## [Exercise]
Write out all of the entries below word for word.

Records contained in a dataset
___
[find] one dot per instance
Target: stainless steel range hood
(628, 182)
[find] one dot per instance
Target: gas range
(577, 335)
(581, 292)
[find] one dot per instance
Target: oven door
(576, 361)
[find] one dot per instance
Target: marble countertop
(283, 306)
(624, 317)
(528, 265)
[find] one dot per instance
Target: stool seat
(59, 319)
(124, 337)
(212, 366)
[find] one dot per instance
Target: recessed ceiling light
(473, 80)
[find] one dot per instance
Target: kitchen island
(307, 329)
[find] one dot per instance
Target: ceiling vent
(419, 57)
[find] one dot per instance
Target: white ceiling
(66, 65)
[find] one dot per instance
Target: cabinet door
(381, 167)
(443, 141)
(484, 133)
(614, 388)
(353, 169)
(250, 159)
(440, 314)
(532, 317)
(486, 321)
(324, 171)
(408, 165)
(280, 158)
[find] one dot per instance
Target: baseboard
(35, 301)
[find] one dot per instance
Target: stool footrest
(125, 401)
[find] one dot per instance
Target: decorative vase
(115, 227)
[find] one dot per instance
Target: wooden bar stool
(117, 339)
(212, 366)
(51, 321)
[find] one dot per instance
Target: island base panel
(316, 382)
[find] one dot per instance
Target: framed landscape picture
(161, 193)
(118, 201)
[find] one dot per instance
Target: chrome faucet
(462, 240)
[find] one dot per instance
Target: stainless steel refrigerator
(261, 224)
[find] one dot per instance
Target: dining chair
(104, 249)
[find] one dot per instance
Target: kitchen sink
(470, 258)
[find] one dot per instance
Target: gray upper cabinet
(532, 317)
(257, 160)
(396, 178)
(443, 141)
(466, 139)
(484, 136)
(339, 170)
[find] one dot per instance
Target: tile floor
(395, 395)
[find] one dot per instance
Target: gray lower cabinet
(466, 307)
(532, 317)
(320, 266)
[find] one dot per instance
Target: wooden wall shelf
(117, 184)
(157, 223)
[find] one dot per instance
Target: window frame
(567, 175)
___
## [Result]
[find] one dot per instance
Target: stainless steel range hood
(628, 182)
[find] one dot per instance
Target: gas range
(577, 335)
(581, 292)
[find] one dot per instance
Target: oven door
(576, 361)
[find] one dot per instance
Target: marble countertop
(283, 306)
(624, 317)
(528, 265)
[find] one dot per instance
Target: stool seat
(59, 319)
(124, 337)
(212, 366)
[find] one dot per instance
Target: recessed ceiling light
(473, 80)
[find] one dot per instance
Target: kitchen island
(307, 329)
[find] one dot per instance
Target: ceiling vent
(419, 57)
[find] one dot per instance
Target: white ceiling
(66, 65)
[find] one dot per instance
Target: cabinet door
(381, 167)
(443, 141)
(484, 133)
(614, 388)
(353, 169)
(250, 159)
(440, 314)
(532, 317)
(486, 321)
(324, 171)
(408, 165)
(280, 158)
[find] one dot per instance
Target: baseboard
(35, 301)
[find] one dot per instance
Target: stool footrest
(125, 401)
[find] one dot per instance
Target: decorative vase
(115, 227)
[find] one dot per instance
Target: wooden bar stool
(117, 339)
(212, 366)
(51, 321)
[find] one dot per instance
Target: island base panel
(316, 382)
[find] one dot per instance
Target: framed landscape picture
(161, 193)
(118, 201)
[find] one dot per instance
Target: chrome faucet
(462, 240)
[find] one dot per instance
Target: stainless steel refrigerator
(261, 224)
[find] one dot per instance
Target: dining chair
(104, 249)
[find] one dot per instance
Target: kitchen sink
(470, 258)
[find] one dot per instance
Target: gray upper cabinet
(532, 317)
(257, 160)
(396, 178)
(443, 141)
(466, 139)
(484, 136)
(339, 170)
[find] one dot per instance
Target: tile floor
(395, 395)
[find] one dot per instance
Target: gray lower cabinet
(466, 307)
(532, 317)
(320, 266)
[find] one dot per instance
Target: wooden wall shelf
(117, 184)
(157, 223)
[find] one dot per instance
Target: window frame
(567, 175)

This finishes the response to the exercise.